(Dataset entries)
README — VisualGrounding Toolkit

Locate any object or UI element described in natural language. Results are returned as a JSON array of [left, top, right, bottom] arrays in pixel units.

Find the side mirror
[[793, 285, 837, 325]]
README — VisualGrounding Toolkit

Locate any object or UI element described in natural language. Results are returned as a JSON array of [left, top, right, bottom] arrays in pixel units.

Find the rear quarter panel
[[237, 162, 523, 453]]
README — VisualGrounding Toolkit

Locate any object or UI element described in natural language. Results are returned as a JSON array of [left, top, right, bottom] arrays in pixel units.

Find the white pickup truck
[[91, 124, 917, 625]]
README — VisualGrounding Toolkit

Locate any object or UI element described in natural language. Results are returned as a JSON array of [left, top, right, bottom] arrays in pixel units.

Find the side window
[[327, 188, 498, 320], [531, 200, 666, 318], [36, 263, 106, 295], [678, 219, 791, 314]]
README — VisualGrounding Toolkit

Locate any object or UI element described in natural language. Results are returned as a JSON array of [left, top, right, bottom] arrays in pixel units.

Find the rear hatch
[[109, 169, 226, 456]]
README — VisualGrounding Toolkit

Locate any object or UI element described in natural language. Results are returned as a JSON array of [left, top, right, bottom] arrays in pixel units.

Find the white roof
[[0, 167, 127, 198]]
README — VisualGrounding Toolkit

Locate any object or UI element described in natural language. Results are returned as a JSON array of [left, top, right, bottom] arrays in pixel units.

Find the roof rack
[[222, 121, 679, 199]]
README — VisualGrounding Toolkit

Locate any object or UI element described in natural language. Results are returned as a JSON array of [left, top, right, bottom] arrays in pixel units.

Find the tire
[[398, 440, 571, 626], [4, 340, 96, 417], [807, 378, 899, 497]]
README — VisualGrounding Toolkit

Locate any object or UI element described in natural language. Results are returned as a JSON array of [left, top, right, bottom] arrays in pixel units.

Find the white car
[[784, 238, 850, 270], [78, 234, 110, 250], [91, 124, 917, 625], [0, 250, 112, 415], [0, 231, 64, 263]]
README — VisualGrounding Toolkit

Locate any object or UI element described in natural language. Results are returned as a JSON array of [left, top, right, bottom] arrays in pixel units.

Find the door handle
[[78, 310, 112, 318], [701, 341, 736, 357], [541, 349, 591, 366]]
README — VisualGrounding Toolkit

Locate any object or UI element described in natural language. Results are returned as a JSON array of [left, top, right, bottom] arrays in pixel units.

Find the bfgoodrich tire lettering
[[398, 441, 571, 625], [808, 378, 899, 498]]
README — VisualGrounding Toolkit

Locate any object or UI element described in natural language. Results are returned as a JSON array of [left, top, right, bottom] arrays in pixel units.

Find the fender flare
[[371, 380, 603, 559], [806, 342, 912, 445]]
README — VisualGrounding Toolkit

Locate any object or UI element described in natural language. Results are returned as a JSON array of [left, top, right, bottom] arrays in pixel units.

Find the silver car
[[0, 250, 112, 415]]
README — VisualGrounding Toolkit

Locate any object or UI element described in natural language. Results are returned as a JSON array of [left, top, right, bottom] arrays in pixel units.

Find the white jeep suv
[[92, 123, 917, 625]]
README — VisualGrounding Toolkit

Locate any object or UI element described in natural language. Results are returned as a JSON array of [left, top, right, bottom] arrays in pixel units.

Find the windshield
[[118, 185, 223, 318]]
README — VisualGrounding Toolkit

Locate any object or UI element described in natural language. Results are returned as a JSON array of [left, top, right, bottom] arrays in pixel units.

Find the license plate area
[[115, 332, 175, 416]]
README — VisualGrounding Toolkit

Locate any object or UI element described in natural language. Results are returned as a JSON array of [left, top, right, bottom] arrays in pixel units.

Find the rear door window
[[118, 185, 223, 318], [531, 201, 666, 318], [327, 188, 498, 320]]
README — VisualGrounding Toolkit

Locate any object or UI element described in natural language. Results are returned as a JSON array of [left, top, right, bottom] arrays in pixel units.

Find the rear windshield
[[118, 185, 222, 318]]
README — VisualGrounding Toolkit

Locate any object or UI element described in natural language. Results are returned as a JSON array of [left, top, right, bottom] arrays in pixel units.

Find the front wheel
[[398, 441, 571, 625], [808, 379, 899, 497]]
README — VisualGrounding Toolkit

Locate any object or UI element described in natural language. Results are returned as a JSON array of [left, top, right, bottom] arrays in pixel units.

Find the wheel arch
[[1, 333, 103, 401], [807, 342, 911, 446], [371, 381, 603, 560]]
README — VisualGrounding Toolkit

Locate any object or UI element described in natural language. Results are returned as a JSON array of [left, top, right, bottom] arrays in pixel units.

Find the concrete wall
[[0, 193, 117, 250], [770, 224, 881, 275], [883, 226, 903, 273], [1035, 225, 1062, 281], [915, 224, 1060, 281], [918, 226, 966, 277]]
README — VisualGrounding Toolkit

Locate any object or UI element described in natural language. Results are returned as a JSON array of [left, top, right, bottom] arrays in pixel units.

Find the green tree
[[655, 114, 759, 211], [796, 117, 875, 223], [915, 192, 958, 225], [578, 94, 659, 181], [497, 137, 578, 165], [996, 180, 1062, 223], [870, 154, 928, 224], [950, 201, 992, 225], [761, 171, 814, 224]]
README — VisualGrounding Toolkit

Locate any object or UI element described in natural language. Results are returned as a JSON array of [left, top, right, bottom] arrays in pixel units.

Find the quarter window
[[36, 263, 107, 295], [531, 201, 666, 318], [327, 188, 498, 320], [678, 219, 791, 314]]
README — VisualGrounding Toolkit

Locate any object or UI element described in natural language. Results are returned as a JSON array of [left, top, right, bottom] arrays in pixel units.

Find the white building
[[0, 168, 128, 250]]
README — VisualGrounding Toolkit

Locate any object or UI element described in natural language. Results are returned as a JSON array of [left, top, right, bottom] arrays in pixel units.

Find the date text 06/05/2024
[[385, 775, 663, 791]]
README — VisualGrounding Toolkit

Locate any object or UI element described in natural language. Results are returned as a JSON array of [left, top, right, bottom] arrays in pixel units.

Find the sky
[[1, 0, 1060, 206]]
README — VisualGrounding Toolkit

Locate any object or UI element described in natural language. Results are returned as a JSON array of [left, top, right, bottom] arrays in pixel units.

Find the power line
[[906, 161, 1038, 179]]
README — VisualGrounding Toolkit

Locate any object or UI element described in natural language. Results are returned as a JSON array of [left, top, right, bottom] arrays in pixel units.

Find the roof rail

[Work instructions]: When you answer, return the records above exactly as they stand.

[Task result]:
README — VisualGrounding Toolkit

Locate any object or UI element described in natural language. Results are returned as a JSON array of [left, top, right, bottom] arrays in pixel units.

Find the side mirror
[[793, 285, 837, 325]]
README — VisualGrounding Toolkit

Locate any object or UI element described in natural language. Results are returned as a JSON array of [left, top, right, bottom] arrays in pixel units.

Find the rear quarter panel
[[237, 162, 523, 453]]
README — VisualGrounding Toolkit

Locate any object or UI element described in natural language. Results are returned as a JSON array of [left, top, right, bottom] arrays in pixel units.

Find the white pickup truck
[[91, 124, 917, 625]]
README — VisualGrounding Toolkit

Locate any object or UI element described in natural language. Results are returned as a JSON array of [left, top, right, bottom] arrays in pixel units.

Find the side window
[[327, 188, 498, 320], [531, 200, 666, 318], [36, 263, 106, 295], [678, 219, 791, 314]]
README — VisualGrounding Toolkit

Locate any object or UI element described in natural language. Results are returned as a JSON array of [left, top, right, bottom] arrays in pixel units.

Find the rear hatch
[[109, 169, 226, 456]]
README — VisualGrounding Toolkit

Locate any object or UI element described in natural language. Results are returned as a JSON array of [left, top, right, bottom] arrays in pixel units.

Find the white roof
[[0, 167, 127, 198]]
README — VisualGrounding Toolkit

Locate any object or UI element described in natural language. Results are returned as a JSON array of [left, top, right, bottom] arrays in pixel units.

Find the roof rack
[[222, 121, 679, 199]]
README — VisualGrounding Toolkit

Locate any object or UI element described in natural language. Results are returned as a JSON array of [left, top, right, bottom] arrays in pixel units.

Find the tire
[[398, 440, 571, 626], [4, 340, 96, 417], [807, 378, 899, 497]]
README — VisualGrounding Toolkit

Locate any object or UI element described in natural language. Results are returned as a JSON array of [left, top, right, bottom] arrays in pixel units.

Find the white car
[[784, 238, 850, 270], [78, 234, 110, 250], [91, 124, 917, 625], [0, 250, 112, 415], [0, 231, 64, 263]]
README — VisualGrounding Toolkit

Locate any object or UI element described in natural language. Results are returned as a JSON array of [left, top, right, bottom] arrays in pixel units.

Find the door handle
[[78, 310, 112, 318], [701, 341, 736, 357], [541, 349, 591, 366]]
README — VisualGrounding Toolkit

Locate any object or UI element described in natural language. Results are returned as a JSON array of [left, top, right, bottom] arrays in pixel units.

Find the bfgoodrich tire lettering
[[398, 441, 571, 625], [808, 378, 899, 498]]
README — VisualGrounding Toolkit

Locate any object or UI element described in natural language. Results are returned as a JSON array of [left, top, right, bottom] arrays in pixel units.

Find the fender flare
[[371, 380, 603, 559], [806, 342, 912, 445]]
README — VisualGrounding Toolkit

Locate any object or UI element described in natural language. Results are returned as a JSON array of [left, top, right, bottom] arrays in pixel units.

Find the silver car
[[0, 250, 112, 415]]
README — VisualGrounding Toolkit

Locate any object or UI element described in natural language. Results are returned as a JSON array of [left, top, right, bottom] arrays in pixel units.

Find the white jeep suv
[[92, 123, 917, 625]]
README — VisualGrounding Toolkit

Locate any object or UI element described in natural language. Results are returned as a JSON array of [left, top, right, bottom] arrays in pixel units.

Find the windshield
[[118, 185, 223, 318]]
README — VisualGrounding Toolkit

Locate any object or UI element described in natural language. Results are returned as a JSON array of [left, top, right, bottom] arrays in pixel units.

Find the license plate area
[[115, 332, 175, 416]]
README — VisualGrounding Toolkit

Locate any object or UI element described in natural language. Results are returned as a JSON array of [left, top, right, bottom] arrays in pixel units.

Find the rear door window
[[118, 185, 223, 318], [531, 201, 666, 318], [327, 188, 498, 320]]
README — VisualGrounding Toolkit

Locate any object or UI element described in natural language. Results are returned as a JSON array of [left, top, right, bottom] arrays in pixel units.

Find the rear windshield
[[118, 185, 222, 318]]
README — VisualGrounding Toolkit

Locate any object or UI element described in natural language. Results are returned as a JSON array of [left, top, right, bottom] arrays in pixel units.

Find the front wheel
[[398, 441, 571, 625], [808, 379, 899, 497]]
README — VisualGrounding Toolkit

Locate any object or UI element described in natural language. Results are returned as a JSON array of [left, top, right, bottom] arrays in pixel units.

Find the wheel arch
[[1, 333, 103, 401], [807, 342, 911, 446], [371, 381, 603, 560]]
README — VisualGrounding Toolkit

Locate any object or UI element described in natural language. Results are returned as a JSON array of [left, top, right, bottom] arrays in pixel units.

Find the concrete wall
[[0, 193, 117, 250], [770, 224, 881, 275], [883, 226, 903, 273], [1035, 225, 1062, 281], [915, 224, 1060, 281], [918, 226, 966, 277]]
README — VisualGrounding Toolkit

Locate any object or UI element described in natural language. Results are returned as a JSON array of [left, top, right, bottom] arrays in pixel units.

Find the green tree
[[655, 114, 759, 211], [796, 117, 875, 223], [915, 192, 958, 225], [578, 94, 659, 181], [497, 137, 578, 165], [996, 180, 1062, 223], [870, 154, 928, 224], [950, 201, 992, 225], [761, 171, 814, 224]]
README — VisualGrounding Toolkit

Locate any object or UI element described in natural language. Results are returned as a JSON array of [left, top, right, bottom] arrays in pixel units.

Find the quarter window
[[36, 263, 107, 295], [531, 201, 666, 318], [327, 188, 498, 320], [678, 219, 791, 314]]
README — VisualGrounding Toolkit

Locate any object or UI element described in natural language. Results are returned as a JSON array of [left, top, right, bottom] arrays in pixel units.

Find the white building
[[0, 168, 128, 250]]
README — VisualGrounding Toolkit

Locate any object or UI element described in natural language. Results are returned as a JSON array of [left, top, right, bottom] arrays in pixel units.

Find the date text 06/05/2024
[[385, 775, 663, 791]]
README — VisualGrounding Toolkit

Locate any object or UI element described in natural language. Results are returned as a JSON array of [left, top, right, bottom] arrays in pixel units.

Find the sky
[[1, 0, 1060, 206]]
README — VisualGrounding Toolkit

Locate any object or UI element described in natural language. Results are returned as a JSON array of [left, top, right, bottom] arrays in pixel units.

Find the power line
[[906, 161, 1038, 179]]
README — VisualGrounding Toolkit

Locate any object or UI element described in natural language. Results are returned as a JSON array of [left, top, right, bottom] arrays in pixel units.

Find the roof rail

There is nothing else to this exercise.